The WCL’s attention is more than ever centred on the trade-union situation in Indonesia. This is the reason why a technical mission of WCL visited Indonesia from 3-10 September 1998 in the aim of determining the support needed by SBSI in order to cope with the ever changing and speedy developments going on in the country that directly affect the trade union movement. With the very fragile democracy and a young trade union freedom being enjoyed by the people of Indonesia, the WCL recognizes its important role in establishing a strong, independent and free trade union organisation.

A lot has been done by this young organisation under difficult circumstances!

The SBSI has determined priorities concerning the need to respond to the economic problems of members, the need to train members and workers about their trade union rights and other related trade union topics and the need to construct aTraining Centre of SBSI. In responding to the economic problems, SBSI had set up a Cooperative where they can buy rice and other staple foods at factory prices incollaboration with the Department of logistics. They then sell these goods to members/workers at prices 30% lower than the existing market prices. They had set up Cooperative outlets in different regions separate from the trade union regional offices. For the training needs, the SBSI had presented proposal for training programs/seminars. A five-hectare land located at Tangerang, about 130 kilometers away from Jakarta, has been bought for the Training Centre. The team visited the site of the future SBSI Training Centre.

Aside from these needs, SBSI believes that it is necessary to establish and promote a strong political/labour party in order to represent the workers in the decision-making level.

+ + + + +

» **Do this**: According to the passage about the WCL mission to Indonesia, how much lower than existing market prices are the goods that SBSI's Cooperative sells to members and workers? You won't need the rows that follow this passage.

+ + + + +

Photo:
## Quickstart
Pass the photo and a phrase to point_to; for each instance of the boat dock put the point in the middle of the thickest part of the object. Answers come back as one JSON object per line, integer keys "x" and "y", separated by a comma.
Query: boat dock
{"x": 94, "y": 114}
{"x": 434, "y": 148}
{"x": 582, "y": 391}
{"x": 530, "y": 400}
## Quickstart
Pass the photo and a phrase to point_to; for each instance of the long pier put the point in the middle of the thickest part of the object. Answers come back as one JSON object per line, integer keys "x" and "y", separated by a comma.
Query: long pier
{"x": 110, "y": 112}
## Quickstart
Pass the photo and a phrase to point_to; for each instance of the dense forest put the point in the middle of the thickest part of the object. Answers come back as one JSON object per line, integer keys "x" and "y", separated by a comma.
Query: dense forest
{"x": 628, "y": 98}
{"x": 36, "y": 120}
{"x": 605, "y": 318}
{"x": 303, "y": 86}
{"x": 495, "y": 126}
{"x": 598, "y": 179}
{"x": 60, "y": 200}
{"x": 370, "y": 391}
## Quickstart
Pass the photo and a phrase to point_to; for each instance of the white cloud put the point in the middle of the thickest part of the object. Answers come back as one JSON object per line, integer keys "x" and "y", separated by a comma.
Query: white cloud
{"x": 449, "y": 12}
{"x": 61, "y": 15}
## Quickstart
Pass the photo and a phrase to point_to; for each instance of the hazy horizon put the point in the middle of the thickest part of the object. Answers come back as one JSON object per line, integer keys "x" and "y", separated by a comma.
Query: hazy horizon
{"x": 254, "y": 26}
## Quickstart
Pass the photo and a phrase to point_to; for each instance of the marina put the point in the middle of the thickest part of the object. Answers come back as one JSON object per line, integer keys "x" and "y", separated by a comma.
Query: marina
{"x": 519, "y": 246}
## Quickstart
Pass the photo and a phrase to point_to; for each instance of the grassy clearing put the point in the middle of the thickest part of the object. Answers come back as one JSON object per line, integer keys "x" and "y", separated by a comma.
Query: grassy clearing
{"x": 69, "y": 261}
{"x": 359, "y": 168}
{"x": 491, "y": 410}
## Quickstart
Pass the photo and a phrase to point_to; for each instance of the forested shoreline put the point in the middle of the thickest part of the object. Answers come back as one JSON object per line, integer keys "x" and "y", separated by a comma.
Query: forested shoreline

+ + + + +

» **Reply**: They are sold at prices 30% lower than existing market prices.